** Assignment **
Everything in the records except the pictures must be copied out exactly.

(Information begins)

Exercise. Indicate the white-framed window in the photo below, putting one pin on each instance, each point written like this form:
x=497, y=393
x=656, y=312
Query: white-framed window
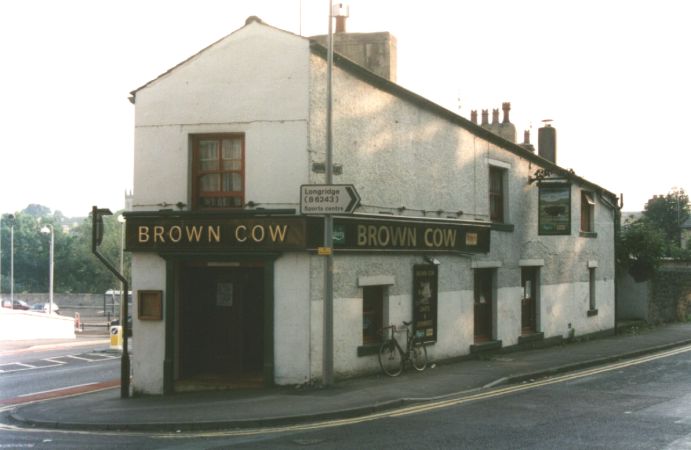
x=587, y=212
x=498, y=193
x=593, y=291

(Information ends)

** Answer section **
Exercise. Indicate the white-framed window in the photo below, putting one pin on each instance, each point written like this form:
x=497, y=393
x=656, y=312
Query: white-framed window
x=587, y=212
x=498, y=193
x=593, y=291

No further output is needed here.